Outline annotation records
=======
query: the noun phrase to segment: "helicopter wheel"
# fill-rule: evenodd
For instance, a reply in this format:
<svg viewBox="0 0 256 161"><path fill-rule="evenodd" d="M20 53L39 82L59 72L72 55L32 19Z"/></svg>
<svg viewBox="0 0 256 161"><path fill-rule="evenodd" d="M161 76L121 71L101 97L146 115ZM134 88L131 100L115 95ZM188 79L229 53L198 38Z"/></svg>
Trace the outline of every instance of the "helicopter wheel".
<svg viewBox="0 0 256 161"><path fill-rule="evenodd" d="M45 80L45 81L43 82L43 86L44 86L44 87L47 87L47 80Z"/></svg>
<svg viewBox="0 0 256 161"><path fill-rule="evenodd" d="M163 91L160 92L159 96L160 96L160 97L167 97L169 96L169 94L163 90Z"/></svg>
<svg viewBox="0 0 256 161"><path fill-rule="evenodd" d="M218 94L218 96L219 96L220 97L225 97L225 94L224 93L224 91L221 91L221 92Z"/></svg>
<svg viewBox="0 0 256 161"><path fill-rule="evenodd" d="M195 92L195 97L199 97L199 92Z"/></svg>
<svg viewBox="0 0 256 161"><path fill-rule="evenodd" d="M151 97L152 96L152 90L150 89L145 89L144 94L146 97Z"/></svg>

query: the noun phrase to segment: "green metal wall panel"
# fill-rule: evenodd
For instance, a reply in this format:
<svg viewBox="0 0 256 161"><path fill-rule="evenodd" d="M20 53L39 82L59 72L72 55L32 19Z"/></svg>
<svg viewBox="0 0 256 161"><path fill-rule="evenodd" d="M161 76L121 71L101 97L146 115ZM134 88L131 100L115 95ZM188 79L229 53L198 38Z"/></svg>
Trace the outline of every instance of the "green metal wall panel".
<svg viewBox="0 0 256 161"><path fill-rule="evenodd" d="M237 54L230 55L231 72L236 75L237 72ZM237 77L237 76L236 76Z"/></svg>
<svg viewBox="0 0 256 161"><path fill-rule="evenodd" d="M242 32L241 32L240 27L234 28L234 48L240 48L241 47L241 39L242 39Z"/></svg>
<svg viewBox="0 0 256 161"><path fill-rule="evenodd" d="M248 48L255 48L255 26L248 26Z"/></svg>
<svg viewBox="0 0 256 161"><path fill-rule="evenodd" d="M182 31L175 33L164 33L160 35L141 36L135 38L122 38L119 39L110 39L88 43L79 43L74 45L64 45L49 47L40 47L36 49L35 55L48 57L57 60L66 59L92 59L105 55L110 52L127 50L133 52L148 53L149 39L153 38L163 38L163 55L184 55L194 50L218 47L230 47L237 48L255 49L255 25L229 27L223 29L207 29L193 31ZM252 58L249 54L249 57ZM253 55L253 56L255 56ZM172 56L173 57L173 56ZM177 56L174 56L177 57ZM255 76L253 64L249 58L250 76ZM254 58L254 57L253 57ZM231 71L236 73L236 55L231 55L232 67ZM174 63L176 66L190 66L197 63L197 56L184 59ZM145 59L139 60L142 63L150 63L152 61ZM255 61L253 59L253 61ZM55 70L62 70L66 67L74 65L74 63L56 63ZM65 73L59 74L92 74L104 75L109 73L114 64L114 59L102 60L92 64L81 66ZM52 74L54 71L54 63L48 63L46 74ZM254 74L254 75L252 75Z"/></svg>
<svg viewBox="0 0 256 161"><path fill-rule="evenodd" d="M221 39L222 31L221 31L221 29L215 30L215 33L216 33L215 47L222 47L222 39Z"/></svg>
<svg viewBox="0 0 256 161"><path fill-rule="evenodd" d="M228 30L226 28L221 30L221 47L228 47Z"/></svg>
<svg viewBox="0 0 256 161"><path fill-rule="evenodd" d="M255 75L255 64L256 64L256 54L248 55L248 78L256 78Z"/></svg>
=======
Rewrite the records in full, changing each "Trace the outline" to "Draw the boundary" and leaving every other line as it is.

query: the noun phrase to segment: "helicopter wheel"
# fill-rule: evenodd
For instance, a reply in this format:
<svg viewBox="0 0 256 161"><path fill-rule="evenodd" d="M20 53L39 82L59 72L72 55L32 19Z"/></svg>
<svg viewBox="0 0 256 161"><path fill-rule="evenodd" d="M161 76L121 71L101 97L146 115ZM134 88L131 100L115 95ZM188 79L229 53L198 38Z"/></svg>
Draw the boundary of every instance of the "helicopter wheel".
<svg viewBox="0 0 256 161"><path fill-rule="evenodd" d="M45 80L45 81L43 82L43 86L44 86L44 87L47 87L47 80Z"/></svg>
<svg viewBox="0 0 256 161"><path fill-rule="evenodd" d="M163 91L160 92L159 96L160 96L160 97L167 97L169 96L169 94L163 90Z"/></svg>
<svg viewBox="0 0 256 161"><path fill-rule="evenodd" d="M218 94L218 96L219 96L220 97L225 97L225 94L224 93L224 91L221 91L221 92Z"/></svg>
<svg viewBox="0 0 256 161"><path fill-rule="evenodd" d="M195 92L195 97L199 97L199 92Z"/></svg>
<svg viewBox="0 0 256 161"><path fill-rule="evenodd" d="M151 97L152 96L152 90L150 89L145 89L144 94L146 97Z"/></svg>

query: the noun phrase to segment: "green metal wall panel"
# fill-rule: evenodd
For instance, a reply in this format:
<svg viewBox="0 0 256 161"><path fill-rule="evenodd" d="M20 53L39 82L59 72L72 55L32 19Z"/></svg>
<svg viewBox="0 0 256 161"><path fill-rule="evenodd" d="M161 76L121 71L101 97L146 115ZM134 88L131 100L115 95ZM188 79L229 53L198 38Z"/></svg>
Draw the boundary of every instance of the "green metal wall panel".
<svg viewBox="0 0 256 161"><path fill-rule="evenodd" d="M237 54L230 55L231 72L236 75L237 72ZM237 77L237 76L236 76Z"/></svg>
<svg viewBox="0 0 256 161"><path fill-rule="evenodd" d="M242 32L241 32L240 27L234 28L234 48L240 48L241 47L241 39L242 39Z"/></svg>
<svg viewBox="0 0 256 161"><path fill-rule="evenodd" d="M248 48L255 48L255 26L248 26Z"/></svg>
<svg viewBox="0 0 256 161"><path fill-rule="evenodd" d="M182 31L175 33L164 33L160 35L141 36L135 38L122 38L119 39L110 39L88 43L79 43L74 45L64 45L49 47L40 47L36 49L35 55L48 57L57 60L66 59L92 59L105 55L110 52L127 50L133 52L148 53L149 39L153 38L163 38L163 55L184 55L194 50L218 47L230 47L237 48L255 49L255 25L229 27L223 29L207 29L193 31ZM252 58L249 54L249 57ZM253 55L253 56L255 56ZM172 56L173 57L173 56ZM177 56L174 56L177 57ZM255 76L253 64L249 58L250 76ZM254 58L254 57L253 57ZM231 71L236 73L236 55L231 55L232 67ZM174 63L176 66L190 66L197 63L197 56L184 59ZM145 59L139 60L142 63L150 63L152 61ZM255 61L253 59L253 61ZM55 70L62 70L66 67L74 65L74 63L56 63ZM65 73L59 74L92 74L104 75L109 73L114 64L114 59L102 60L92 64L81 66ZM52 74L54 71L54 63L48 63L46 74ZM254 74L254 75L252 75Z"/></svg>
<svg viewBox="0 0 256 161"><path fill-rule="evenodd" d="M221 39L222 31L221 31L221 29L215 30L215 33L216 33L215 47L222 47L222 39Z"/></svg>
<svg viewBox="0 0 256 161"><path fill-rule="evenodd" d="M228 30L226 28L221 30L221 47L228 47Z"/></svg>
<svg viewBox="0 0 256 161"><path fill-rule="evenodd" d="M255 75L255 64L256 64L256 54L248 55L248 78L256 78Z"/></svg>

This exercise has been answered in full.